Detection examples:
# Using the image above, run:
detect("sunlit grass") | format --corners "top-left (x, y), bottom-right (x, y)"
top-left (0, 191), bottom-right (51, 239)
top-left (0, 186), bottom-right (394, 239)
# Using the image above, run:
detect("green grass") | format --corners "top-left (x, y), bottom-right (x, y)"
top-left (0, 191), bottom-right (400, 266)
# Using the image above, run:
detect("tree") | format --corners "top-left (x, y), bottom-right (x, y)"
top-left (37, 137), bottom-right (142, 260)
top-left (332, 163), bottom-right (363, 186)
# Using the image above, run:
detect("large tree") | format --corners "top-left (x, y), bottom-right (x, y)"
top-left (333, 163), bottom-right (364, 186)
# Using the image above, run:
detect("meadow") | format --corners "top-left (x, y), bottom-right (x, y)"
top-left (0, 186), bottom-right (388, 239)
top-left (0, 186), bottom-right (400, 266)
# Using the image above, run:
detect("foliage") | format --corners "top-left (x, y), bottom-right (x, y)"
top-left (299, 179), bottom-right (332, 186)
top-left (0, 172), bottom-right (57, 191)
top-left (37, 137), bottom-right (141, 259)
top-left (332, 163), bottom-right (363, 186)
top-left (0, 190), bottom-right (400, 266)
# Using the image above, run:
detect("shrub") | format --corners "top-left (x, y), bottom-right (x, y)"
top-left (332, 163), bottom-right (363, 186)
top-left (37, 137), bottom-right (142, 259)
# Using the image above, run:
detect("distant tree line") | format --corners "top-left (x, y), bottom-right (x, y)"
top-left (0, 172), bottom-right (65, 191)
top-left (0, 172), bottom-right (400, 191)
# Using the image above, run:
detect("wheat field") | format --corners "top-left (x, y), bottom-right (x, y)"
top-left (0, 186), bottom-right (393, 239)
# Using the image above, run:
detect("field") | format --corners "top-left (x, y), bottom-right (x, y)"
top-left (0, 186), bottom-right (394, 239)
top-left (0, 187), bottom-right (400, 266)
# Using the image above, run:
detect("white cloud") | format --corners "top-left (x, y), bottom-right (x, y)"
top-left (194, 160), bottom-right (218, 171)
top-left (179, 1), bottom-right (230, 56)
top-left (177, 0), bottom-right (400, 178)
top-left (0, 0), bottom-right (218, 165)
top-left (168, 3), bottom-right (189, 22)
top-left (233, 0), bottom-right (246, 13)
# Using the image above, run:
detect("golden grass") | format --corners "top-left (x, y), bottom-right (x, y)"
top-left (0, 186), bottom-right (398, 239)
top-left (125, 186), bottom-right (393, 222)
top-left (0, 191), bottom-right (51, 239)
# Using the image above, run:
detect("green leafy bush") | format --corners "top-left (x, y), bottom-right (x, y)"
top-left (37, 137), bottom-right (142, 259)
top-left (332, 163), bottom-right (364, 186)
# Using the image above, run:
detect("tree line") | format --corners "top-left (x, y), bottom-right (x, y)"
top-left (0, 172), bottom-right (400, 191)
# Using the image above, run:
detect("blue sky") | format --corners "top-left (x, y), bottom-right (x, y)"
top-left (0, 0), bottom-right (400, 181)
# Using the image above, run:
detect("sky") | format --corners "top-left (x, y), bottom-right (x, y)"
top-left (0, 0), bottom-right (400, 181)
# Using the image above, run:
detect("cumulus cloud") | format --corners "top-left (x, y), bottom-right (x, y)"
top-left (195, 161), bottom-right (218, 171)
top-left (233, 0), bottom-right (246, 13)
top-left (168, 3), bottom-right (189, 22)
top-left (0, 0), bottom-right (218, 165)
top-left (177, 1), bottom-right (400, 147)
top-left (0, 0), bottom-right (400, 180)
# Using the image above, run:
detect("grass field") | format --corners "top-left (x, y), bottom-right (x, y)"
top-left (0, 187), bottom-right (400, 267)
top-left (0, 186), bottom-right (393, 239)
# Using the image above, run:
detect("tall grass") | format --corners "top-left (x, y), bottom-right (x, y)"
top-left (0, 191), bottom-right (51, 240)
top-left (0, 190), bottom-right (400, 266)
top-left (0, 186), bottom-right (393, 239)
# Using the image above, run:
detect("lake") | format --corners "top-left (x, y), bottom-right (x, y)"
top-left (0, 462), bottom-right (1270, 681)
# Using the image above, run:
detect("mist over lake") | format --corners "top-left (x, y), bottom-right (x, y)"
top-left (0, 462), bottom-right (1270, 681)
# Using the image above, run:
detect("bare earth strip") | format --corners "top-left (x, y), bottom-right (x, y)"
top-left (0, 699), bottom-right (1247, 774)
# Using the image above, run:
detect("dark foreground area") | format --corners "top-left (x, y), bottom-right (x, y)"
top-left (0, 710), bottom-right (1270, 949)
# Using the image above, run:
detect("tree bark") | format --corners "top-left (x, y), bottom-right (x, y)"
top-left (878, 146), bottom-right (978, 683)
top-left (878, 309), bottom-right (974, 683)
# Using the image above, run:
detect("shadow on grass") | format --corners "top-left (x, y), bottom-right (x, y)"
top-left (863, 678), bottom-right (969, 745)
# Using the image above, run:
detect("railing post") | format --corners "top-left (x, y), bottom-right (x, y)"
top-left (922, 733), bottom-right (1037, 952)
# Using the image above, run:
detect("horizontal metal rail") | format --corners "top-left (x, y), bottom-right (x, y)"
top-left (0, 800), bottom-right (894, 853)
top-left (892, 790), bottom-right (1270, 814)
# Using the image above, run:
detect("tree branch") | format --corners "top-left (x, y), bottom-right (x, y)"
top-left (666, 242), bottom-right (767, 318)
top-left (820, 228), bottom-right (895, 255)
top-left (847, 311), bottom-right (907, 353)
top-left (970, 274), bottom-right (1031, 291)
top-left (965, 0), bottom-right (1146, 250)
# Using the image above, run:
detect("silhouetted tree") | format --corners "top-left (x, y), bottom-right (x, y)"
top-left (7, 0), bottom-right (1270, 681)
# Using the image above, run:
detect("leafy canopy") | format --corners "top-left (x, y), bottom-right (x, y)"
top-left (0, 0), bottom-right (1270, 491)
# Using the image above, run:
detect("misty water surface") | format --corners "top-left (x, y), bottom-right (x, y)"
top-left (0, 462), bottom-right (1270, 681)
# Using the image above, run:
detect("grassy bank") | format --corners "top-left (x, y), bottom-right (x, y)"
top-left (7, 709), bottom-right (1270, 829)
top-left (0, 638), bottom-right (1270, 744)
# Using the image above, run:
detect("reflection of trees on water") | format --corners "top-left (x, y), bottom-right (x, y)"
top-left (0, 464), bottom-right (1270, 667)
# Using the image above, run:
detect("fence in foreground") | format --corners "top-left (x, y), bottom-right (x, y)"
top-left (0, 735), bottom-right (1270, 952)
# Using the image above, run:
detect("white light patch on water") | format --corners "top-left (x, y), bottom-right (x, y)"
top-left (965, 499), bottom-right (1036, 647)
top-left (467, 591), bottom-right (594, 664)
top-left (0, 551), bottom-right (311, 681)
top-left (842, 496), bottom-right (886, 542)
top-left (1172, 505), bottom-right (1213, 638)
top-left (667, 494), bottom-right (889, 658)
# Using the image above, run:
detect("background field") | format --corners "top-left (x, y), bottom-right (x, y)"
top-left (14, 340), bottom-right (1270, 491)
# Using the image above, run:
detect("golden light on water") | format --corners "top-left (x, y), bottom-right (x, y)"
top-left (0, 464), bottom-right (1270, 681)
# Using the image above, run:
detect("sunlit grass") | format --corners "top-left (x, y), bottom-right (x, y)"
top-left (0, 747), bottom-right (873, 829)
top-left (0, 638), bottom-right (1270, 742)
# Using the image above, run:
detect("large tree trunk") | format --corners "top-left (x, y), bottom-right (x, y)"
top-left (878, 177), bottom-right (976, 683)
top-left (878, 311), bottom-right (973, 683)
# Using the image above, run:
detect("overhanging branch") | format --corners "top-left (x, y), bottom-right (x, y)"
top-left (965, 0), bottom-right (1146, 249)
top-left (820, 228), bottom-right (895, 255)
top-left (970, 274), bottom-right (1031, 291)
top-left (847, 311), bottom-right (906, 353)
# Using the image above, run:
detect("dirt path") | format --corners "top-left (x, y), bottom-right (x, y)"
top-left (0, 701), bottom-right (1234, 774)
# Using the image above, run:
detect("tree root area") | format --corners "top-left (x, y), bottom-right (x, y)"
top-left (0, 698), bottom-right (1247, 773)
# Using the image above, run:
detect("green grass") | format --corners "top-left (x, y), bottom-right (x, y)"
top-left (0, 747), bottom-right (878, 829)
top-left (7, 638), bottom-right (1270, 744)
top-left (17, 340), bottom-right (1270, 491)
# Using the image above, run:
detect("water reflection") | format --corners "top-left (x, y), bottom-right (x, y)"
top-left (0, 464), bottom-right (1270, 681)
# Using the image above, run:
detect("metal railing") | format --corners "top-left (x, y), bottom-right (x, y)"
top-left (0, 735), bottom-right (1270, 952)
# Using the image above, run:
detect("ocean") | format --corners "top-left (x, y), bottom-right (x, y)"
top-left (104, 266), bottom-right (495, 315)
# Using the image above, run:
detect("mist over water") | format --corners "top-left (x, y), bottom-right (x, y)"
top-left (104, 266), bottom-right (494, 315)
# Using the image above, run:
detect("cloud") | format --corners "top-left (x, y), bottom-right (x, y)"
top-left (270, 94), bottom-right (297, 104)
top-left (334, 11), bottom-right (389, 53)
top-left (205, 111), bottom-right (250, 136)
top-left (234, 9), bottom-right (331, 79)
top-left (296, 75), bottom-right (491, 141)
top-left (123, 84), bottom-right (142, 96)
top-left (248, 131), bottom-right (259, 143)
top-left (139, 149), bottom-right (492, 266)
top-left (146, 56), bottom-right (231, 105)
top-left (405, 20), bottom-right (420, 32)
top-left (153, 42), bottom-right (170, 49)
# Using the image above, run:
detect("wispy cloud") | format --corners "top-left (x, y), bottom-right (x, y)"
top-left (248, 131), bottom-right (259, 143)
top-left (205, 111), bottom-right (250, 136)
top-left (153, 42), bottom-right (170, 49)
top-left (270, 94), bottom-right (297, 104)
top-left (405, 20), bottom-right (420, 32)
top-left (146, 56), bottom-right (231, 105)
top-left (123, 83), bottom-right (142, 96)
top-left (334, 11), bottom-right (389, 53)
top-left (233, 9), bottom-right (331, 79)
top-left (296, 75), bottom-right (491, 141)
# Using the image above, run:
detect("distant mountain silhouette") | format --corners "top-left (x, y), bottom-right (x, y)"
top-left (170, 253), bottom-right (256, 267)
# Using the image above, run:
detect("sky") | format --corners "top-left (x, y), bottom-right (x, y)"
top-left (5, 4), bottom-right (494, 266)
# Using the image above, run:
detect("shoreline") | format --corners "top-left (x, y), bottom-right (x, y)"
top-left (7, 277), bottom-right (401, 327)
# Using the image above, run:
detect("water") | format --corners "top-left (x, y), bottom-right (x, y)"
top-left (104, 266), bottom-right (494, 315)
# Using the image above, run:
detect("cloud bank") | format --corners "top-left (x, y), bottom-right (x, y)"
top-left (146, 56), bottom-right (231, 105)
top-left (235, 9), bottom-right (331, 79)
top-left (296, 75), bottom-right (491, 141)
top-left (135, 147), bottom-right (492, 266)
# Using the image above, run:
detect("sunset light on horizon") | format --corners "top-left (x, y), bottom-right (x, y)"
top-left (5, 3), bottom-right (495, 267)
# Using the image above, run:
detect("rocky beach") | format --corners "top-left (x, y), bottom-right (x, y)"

Job:
Render every line from the start of the records through the line containing "top-left (333, 163), bottom-right (364, 186)", inclusive, as a JSON list of strings with one string per line and no blank lines.

Answer in full:
[
  "# Using the image above, run:",
  "detect(\"sunlit grass\") | format --corners \"top-left (x, y), bottom-right (x, y)\"",
  "top-left (0, 191), bottom-right (51, 239)",
  "top-left (0, 186), bottom-right (394, 239)",
  "# Using the image above, run:",
  "detect(\"green grass\") | format --corners \"top-left (x, y), bottom-right (x, y)\"",
  "top-left (0, 191), bottom-right (400, 266)",
  "# Using the image above, run:",
  "detect(\"tree\") | format --corners \"top-left (x, y), bottom-right (x, y)\"",
  "top-left (37, 137), bottom-right (142, 260)",
  "top-left (332, 163), bottom-right (363, 186)",
  "# Using the image above, run:",
  "detect(\"large tree\") | format --corners \"top-left (x, y), bottom-right (x, y)\"",
  "top-left (333, 163), bottom-right (364, 186)"
]